----- Records

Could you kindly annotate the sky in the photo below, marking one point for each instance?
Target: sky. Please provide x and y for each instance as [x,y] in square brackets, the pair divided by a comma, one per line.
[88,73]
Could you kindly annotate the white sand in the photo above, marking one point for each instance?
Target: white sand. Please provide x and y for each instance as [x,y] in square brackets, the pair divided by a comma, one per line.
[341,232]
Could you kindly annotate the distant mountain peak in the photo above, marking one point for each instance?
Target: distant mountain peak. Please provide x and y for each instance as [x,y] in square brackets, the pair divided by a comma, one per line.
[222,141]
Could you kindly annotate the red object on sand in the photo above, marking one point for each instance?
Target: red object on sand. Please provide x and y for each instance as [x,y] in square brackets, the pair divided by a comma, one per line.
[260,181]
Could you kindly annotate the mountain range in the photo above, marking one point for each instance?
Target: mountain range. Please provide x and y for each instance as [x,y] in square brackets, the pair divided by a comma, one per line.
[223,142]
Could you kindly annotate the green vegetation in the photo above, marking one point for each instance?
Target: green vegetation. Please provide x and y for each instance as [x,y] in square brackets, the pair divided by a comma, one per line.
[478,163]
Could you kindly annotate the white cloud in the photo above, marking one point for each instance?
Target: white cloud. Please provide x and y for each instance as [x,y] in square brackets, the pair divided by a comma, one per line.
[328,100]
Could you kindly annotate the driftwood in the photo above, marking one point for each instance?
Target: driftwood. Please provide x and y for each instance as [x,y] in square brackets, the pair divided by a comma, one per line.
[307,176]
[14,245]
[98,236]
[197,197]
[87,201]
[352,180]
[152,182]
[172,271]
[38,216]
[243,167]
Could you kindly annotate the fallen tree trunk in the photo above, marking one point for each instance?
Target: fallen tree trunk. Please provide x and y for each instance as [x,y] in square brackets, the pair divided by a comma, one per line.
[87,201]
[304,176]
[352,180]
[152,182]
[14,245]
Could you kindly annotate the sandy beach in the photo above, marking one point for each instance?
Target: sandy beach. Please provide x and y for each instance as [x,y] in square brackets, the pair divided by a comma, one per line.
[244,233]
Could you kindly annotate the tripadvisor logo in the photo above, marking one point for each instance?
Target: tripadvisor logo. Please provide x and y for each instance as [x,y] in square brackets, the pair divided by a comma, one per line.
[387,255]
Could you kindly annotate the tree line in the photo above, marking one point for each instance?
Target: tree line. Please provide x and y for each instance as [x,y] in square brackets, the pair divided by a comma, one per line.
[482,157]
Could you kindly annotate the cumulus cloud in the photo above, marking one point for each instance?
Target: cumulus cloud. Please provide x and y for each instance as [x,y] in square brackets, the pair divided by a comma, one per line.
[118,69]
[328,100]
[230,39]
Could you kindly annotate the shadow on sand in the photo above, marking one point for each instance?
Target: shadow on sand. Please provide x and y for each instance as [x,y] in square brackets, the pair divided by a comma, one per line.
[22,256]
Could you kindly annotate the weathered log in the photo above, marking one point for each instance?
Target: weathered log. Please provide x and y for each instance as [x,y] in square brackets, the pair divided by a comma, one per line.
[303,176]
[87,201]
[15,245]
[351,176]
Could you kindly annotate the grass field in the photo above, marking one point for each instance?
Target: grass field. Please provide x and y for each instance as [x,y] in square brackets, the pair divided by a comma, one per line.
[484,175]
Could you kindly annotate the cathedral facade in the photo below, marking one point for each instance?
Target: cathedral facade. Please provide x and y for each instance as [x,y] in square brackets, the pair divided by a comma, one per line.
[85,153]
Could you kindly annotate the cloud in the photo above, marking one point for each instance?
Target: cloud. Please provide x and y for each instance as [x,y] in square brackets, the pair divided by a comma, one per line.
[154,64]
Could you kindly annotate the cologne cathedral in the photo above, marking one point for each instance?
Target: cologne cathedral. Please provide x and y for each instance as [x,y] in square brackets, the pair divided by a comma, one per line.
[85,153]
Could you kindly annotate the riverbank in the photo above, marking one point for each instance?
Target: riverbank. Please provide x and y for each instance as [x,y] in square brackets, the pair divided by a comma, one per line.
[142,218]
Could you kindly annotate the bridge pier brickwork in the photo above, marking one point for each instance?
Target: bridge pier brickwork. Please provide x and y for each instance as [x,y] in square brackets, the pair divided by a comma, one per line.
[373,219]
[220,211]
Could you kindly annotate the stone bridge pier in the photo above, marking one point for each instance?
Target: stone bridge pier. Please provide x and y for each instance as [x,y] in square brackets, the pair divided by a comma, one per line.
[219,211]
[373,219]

----------

### What you will do
Give every line of the listing above as a numbered list, leaving out any blank lines.

### Complete output
1. Could you kindly annotate the sky in the photo below, marking one point for each instance?
2. Target: sky. Please provide x and y for each instance as [x,y] in square brackets, the pair divided by a comma, one per line.
3. [88,73]
4. Could you kindly annotate the white sand in the photo above, marking one point for each instance?
5. Target: white sand. Please provide x and y for each instance as [x,y] in square brackets, the pair divided by a comma, one per line.
6. [341,232]
7. Could you kindly annotate the distant mountain peak in the photo above, marking one point for each instance?
8. Target: distant mountain peak. Please provide x and y for each instance as [x,y] in square brackets, the pair divided by a comma, one per line.
9. [222,141]
10. Could you kindly annotate the red object on sand in the photo above, marking one point for each instance?
11. Target: red object on sand. Please provide x and y for each instance as [x,y] in square brackets, the pair divided by a comma, one per line.
12. [260,181]
13. Could you kindly annotate the mountain range in the photo above, marking one point for each instance?
14. Target: mountain range. Please provide x and y for each instance as [x,y] in square brackets, the pair divided by a comma, one per line.
15. [223,142]
16. Could you kindly annotate the green vegetation in the photo above, marking one point for each instance?
17. Target: green vegetation. Please provide x and y for each instance as [x,y] in square brackets, the pair divided by a comma, one per line.
18. [478,163]
19. Could you kindly annotate the white cloud in the photo above, marking one point for each instance?
20. Target: white cloud. Please provide x and y for each instance as [x,y] in square brackets, the pair divided by a comma, one per line.
21. [328,100]
22. Could you kindly annotate the driftwood in the photo above, marking one point for each instance?
23. Target: driftwood. Please provide x and y for each instance as [x,y] in square brackets, the pair divided by a comma, one per line.
24. [307,176]
25. [14,245]
26. [98,236]
27. [197,197]
28. [87,201]
29. [352,180]
30. [152,182]
31. [172,271]
32. [38,216]
33. [243,167]
34. Could you kindly annotate the fallen tree trunk in the photo above, marking one point for each instance?
35. Target: fallen tree trunk. Please provide x and y for each instance as [x,y] in square brackets, the pair divided by a comma, one per line.
36. [87,201]
37. [304,176]
38. [352,180]
39. [152,182]
40. [14,245]
41. Could you kindly annotate the sandy beach in the photo above, marking one point for each instance?
42. Target: sandy beach. Please provide x and y for each instance as [x,y] in square brackets, the pair divided by a comma, one per line.
43. [244,233]
44. Could you kindly annotate the tripadvisor logo in the photo above, marking one point for each instance?
45. Target: tripadvisor logo. Please provide x and y for each instance as [x,y] in square brackets, the pair divided by a comma, one per line.
46. [387,255]
47. Could you kindly annotate the tree line in the photo above, marking one point for each instance?
48. Target: tree line. Please provide x and y for each instance as [x,y] in square brackets, the pair divided by a comma, one per line.
49. [482,157]
50. Could you kindly annotate the cumulus cloud in the photo above, marking one point for each instance?
51. Target: cumulus cloud. Please provide x and y for each instance as [x,y] in square brackets, the pair divided by a comma, one per line.
52. [118,69]
53. [328,100]
54. [230,39]
55. Could you kindly annotate the shadow on sand in the photo above, marking one point for each instance?
56. Target: shadow on sand. Please provide x and y for each instance as [x,y] in square brackets, the pair divided by a comma, one per line.
57. [22,256]
58. Could you kindly annotate the weathered log in the photo above, marking one point for each instance?
59. Target: weathered log. Please provide x and y for each instance as [x,y] in square brackets, the pair divided by a comma, one per line.
60. [303,176]
61. [87,201]
62. [15,245]
63. [351,176]
64. Could you kindly annotate the grass field in the photo above, marking one point for each instance?
65. Target: grass field. Please provide x and y for each instance as [x,y] in square brackets, the pair divided by a comma, one per line.
66. [484,175]
67. Could you kindly annotate the cathedral facade in the photo below, marking one point for each instance?
68. Target: cathedral facade. Please provide x and y for each instance as [x,y] in square brackets, the pair divided by a comma, one per line.
69. [85,153]
70. Could you kindly annotate the cloud in the photo above, marking one point for each instance?
71. Target: cloud. Please provide x and y for each instance as [x,y] in square brackets, the pair divided by a comma, one per line.
72. [154,64]
73. Could you kindly annotate the cologne cathedral in the photo above, marking one point for each instance?
74. Target: cologne cathedral. Please provide x and y for each instance as [x,y] in square brackets, the pair divided by a comma, one per line.
75. [85,153]
76. Could you kindly annotate the riverbank in the photo above, marking one point for each instance?
77. Target: riverbank. Please provide x and y for each instance as [x,y] in square brackets, the pair divided by a comma, one per line.
78. [142,218]
79. Could you kindly annotate the bridge pier brickwork in the photo above, marking one point for each instance?
80. Target: bridge pier brickwork. Please provide x and y for each instance as [x,y] in square brackets, the pair divided by a comma, one per line.
81. [373,219]
82. [220,211]
83. Could you kindly annotate the stone bridge pier in the photo above, marking one point for each instance?
84. Target: stone bridge pier. Please provide x and y for each instance as [x,y] in square brackets, the pair divided by a comma, one per line.
85. [219,211]
86. [373,219]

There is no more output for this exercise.